▶ _Data drawn from a collection_:
··········
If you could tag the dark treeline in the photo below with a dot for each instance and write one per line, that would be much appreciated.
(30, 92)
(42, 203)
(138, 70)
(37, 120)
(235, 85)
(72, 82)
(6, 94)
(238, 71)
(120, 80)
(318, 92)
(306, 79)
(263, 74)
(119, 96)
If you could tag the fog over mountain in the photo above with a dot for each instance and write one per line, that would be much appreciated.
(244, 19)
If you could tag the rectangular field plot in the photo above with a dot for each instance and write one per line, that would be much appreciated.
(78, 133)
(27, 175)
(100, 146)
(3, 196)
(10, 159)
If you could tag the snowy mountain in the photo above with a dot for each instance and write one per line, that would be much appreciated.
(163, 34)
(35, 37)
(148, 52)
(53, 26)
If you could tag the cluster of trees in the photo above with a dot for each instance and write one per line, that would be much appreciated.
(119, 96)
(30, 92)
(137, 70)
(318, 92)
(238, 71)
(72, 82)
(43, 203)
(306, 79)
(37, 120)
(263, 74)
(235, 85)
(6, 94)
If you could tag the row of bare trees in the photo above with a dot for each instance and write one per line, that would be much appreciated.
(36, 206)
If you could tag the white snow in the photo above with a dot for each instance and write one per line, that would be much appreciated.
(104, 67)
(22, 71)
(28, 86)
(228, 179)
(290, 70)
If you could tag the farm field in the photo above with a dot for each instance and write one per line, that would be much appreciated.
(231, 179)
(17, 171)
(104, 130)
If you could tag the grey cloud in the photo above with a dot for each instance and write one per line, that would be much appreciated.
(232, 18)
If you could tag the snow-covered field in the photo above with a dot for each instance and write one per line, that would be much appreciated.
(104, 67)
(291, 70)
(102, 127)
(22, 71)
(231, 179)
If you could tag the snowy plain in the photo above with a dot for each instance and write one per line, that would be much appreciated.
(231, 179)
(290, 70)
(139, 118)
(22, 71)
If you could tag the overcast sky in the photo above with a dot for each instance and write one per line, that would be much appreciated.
··········
▶ _Exercise goal_: Substitute "marker" for every occurrence of "dot" throughout the data above, and reproduce all the lines with nothing else altered.

▶ _Exercise answer_:
If you could tag the dark treeline in the photo below with a marker for each instance and write one per line, that would be much appreciated.
(30, 92)
(42, 203)
(138, 70)
(37, 120)
(235, 85)
(72, 82)
(6, 94)
(238, 71)
(120, 80)
(318, 92)
(306, 79)
(263, 74)
(119, 96)
If you could tag the fog over mountain in the photo above with a marker for each instance and write one per line, that would be much appreciated.
(244, 19)
If you could tag the rectangular field plot in the photo above with a marker for each instance and write one per line, that would be much appreciated.
(78, 133)
(27, 175)
(100, 146)
(3, 196)
(10, 159)
If you could tag the snowy mountain in the photo above with a marker for each instance and write one per line, that would be much appreciated.
(163, 34)
(35, 37)
(148, 52)
(53, 26)
If you could tag the cluster of trees in the photo above with a marker for each instance and write one per line, that would be much appreciated.
(119, 96)
(30, 92)
(137, 70)
(318, 92)
(238, 71)
(72, 82)
(43, 203)
(306, 79)
(37, 120)
(263, 74)
(235, 85)
(6, 94)
If you could tag the row of bare trees in the photo above with a marker for each instance and write one per line, that would be much appreciated.
(36, 206)
If you could tag the white snow in the photo above with a marker for each instance and write one per line, that would be much appreciated.
(104, 67)
(22, 71)
(28, 86)
(228, 179)
(290, 70)
If you could tag the farm field in the photo above with a marker for each instance and write one per line, that would be much appreciated.
(231, 179)
(17, 171)
(104, 130)
If you could tag the grey cloud in the photo above with a marker for each instance and write one per line, that would be much appreciated.
(232, 18)
If you could tag the snow-covered field in the photo above with a marker for each instance and write one per line, that would be much appreciated.
(104, 67)
(291, 70)
(102, 127)
(22, 71)
(231, 179)
If you could tag the snowy plain in the photo above with a marker for each instance and write one per line, that would be much appreciated.
(231, 179)
(290, 70)
(139, 118)
(22, 71)
If you could tag the overcast sky in the photo above with a marker for each instance and write one per line, that would be much appreciated.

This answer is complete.